Image outline annotation rows:
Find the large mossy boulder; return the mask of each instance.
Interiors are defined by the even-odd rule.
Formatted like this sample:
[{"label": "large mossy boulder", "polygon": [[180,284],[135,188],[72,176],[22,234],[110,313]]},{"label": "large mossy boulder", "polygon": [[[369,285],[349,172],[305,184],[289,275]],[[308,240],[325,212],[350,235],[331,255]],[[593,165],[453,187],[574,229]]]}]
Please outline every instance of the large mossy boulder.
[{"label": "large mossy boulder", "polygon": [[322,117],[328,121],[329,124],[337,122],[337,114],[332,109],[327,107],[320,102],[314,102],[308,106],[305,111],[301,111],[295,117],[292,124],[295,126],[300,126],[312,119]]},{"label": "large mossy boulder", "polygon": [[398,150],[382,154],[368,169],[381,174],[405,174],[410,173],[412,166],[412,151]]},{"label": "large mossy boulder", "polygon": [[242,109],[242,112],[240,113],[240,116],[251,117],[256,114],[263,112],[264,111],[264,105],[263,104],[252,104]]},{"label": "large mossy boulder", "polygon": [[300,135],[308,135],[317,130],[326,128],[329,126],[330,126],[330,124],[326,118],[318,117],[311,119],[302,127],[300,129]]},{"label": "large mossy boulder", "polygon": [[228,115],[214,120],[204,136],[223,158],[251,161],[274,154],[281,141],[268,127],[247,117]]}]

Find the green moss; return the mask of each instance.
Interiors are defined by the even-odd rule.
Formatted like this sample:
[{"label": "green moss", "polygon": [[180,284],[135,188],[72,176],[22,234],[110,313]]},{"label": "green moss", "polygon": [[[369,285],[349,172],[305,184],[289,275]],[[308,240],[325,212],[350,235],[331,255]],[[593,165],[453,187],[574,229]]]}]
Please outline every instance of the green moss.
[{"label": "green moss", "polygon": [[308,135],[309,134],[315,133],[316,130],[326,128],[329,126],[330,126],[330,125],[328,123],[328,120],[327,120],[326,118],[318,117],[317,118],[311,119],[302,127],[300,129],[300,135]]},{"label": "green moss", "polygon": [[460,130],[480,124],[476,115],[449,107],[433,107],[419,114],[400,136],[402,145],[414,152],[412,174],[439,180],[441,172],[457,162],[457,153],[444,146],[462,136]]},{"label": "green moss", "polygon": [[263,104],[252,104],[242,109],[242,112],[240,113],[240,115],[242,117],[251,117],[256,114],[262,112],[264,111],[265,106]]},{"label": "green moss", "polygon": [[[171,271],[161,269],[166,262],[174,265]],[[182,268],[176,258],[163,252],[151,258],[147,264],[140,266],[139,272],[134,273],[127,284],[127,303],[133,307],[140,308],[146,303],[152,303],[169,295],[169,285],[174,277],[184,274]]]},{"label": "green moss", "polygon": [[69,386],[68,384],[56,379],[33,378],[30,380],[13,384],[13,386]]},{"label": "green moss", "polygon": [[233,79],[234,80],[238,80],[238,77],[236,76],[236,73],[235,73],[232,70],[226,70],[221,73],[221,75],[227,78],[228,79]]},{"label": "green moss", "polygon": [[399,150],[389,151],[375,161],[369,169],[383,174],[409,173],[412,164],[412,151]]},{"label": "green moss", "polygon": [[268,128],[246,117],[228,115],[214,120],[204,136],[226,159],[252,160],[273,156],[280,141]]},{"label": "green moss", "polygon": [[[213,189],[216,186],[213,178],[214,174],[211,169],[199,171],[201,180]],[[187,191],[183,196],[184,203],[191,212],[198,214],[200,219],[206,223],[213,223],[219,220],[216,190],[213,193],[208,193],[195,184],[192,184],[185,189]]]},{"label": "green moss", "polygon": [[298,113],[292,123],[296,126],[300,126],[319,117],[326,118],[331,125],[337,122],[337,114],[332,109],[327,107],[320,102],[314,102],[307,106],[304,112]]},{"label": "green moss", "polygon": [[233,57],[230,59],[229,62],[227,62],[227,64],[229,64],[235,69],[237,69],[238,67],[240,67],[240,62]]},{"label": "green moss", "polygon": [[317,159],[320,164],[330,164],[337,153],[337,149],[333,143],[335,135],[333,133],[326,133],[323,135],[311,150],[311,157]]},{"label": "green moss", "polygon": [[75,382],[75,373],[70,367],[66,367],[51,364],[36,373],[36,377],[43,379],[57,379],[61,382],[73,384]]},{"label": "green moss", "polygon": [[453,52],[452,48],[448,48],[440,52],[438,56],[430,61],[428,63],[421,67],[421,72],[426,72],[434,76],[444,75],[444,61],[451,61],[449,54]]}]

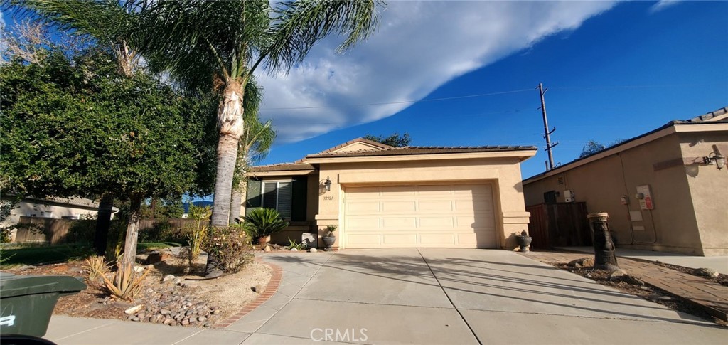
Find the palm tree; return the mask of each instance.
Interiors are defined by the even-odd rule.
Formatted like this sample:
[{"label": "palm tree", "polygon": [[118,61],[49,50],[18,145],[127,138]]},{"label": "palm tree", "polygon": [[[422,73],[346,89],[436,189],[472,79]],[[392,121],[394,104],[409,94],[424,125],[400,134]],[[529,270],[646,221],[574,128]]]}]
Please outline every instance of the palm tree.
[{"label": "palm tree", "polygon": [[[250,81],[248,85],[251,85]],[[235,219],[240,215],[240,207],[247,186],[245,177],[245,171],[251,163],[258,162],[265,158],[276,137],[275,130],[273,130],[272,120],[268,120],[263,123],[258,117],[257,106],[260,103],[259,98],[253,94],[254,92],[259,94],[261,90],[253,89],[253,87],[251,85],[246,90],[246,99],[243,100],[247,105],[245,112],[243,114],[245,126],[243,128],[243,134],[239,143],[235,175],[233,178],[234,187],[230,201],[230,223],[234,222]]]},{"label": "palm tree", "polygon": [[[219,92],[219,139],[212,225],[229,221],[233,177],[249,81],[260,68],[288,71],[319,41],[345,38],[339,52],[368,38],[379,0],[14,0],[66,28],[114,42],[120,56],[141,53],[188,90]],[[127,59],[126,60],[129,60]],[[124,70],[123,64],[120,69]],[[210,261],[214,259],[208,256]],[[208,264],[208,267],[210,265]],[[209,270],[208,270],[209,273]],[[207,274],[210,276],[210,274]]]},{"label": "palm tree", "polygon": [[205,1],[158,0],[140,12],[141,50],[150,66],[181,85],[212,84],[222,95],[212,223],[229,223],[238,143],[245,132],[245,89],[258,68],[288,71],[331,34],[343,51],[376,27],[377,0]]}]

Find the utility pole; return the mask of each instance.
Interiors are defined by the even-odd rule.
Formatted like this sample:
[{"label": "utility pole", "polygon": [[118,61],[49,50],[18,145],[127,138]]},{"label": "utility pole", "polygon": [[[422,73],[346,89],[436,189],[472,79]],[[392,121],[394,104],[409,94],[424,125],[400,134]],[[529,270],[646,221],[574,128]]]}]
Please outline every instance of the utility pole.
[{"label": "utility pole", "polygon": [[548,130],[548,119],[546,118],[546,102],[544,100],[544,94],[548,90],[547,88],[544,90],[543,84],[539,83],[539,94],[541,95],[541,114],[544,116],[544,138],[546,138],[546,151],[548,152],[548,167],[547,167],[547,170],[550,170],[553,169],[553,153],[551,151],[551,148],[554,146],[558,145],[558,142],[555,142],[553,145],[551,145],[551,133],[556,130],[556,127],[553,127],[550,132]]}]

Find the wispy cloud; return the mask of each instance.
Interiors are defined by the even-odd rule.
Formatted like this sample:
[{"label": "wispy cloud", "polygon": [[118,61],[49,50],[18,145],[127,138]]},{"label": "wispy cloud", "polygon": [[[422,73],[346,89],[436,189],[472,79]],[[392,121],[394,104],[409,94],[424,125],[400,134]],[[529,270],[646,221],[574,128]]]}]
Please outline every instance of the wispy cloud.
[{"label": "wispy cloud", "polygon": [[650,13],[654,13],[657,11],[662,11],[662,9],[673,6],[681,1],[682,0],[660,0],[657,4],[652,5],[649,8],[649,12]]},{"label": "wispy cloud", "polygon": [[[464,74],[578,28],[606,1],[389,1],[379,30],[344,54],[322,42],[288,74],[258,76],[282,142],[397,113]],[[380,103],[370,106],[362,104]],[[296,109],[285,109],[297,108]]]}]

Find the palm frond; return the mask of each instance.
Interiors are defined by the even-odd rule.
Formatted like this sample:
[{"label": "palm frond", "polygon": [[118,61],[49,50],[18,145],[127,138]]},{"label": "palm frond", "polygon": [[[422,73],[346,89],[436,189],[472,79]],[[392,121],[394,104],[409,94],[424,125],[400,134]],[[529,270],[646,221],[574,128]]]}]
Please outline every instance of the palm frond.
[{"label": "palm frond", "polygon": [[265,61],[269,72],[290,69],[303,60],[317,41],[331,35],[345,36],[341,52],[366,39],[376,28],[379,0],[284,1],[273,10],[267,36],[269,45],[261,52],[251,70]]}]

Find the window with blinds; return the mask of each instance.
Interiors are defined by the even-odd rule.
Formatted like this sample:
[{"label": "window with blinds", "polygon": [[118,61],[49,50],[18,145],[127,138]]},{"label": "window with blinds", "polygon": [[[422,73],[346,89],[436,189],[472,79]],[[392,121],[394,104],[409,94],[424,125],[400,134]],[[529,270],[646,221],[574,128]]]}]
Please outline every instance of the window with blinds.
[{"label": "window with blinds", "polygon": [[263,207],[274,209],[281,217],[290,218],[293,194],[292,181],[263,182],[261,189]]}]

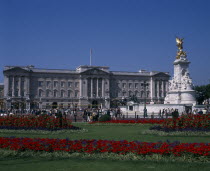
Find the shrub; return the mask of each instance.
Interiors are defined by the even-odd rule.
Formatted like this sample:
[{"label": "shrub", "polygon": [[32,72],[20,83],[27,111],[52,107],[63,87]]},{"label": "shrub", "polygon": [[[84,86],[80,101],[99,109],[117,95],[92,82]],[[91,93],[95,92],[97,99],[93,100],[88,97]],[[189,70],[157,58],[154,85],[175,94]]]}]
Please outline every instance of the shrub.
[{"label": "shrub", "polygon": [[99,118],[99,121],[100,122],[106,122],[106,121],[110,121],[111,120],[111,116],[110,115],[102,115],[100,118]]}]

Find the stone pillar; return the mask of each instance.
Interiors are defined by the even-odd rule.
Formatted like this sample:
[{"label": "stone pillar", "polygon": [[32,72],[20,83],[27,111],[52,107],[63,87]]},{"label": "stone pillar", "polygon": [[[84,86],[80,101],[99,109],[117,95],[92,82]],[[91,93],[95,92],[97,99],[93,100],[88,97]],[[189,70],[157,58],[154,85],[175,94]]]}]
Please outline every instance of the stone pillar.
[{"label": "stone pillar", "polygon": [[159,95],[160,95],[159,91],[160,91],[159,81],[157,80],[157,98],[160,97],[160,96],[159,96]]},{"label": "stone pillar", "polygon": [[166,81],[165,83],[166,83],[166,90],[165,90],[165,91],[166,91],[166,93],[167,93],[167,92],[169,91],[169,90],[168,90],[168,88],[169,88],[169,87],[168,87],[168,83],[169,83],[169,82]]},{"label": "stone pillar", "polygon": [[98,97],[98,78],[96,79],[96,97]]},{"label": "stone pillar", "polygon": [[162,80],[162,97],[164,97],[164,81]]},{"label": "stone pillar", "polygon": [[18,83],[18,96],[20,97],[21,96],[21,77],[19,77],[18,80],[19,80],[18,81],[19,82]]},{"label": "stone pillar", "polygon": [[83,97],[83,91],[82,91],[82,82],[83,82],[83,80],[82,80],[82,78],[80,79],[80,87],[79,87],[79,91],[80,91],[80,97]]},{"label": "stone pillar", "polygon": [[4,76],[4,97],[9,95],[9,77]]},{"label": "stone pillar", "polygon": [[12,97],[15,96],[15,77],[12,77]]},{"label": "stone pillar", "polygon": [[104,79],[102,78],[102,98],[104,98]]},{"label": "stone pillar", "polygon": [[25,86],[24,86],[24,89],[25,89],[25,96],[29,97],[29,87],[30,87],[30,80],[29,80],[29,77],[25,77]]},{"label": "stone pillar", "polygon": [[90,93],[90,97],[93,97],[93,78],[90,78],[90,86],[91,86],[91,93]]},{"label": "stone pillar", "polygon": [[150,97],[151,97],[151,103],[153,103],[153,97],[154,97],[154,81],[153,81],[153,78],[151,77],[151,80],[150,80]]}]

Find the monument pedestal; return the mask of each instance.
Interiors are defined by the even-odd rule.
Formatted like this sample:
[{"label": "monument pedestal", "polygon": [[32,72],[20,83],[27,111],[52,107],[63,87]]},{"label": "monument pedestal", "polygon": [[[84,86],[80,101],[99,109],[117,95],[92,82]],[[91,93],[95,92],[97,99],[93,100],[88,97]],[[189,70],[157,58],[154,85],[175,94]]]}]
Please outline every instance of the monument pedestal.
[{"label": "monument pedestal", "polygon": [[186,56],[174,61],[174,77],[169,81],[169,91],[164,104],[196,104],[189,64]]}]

What to work on →
Could you format the rows from the very first one through the line containing "Please outline every instance of the large" as a numbered list, leaving out any blank lines?

The answer →
1. Find the large mossy boulder; return the mask of each instance.
2. Interiors are defined by the even-odd rule.
3. Formatted like this sample:
4. [{"label": "large mossy boulder", "polygon": [[180,284],[135,188],[72,176],[22,234],[110,313]]},{"label": "large mossy boulder", "polygon": [[[369,285],[349,172],[305,184],[289,275]],[[308,240],[325,212],[350,235],[331,255]],[[593,165],[453,187],[574,229]]]}]
5. Please outline every instance of the large mossy boulder.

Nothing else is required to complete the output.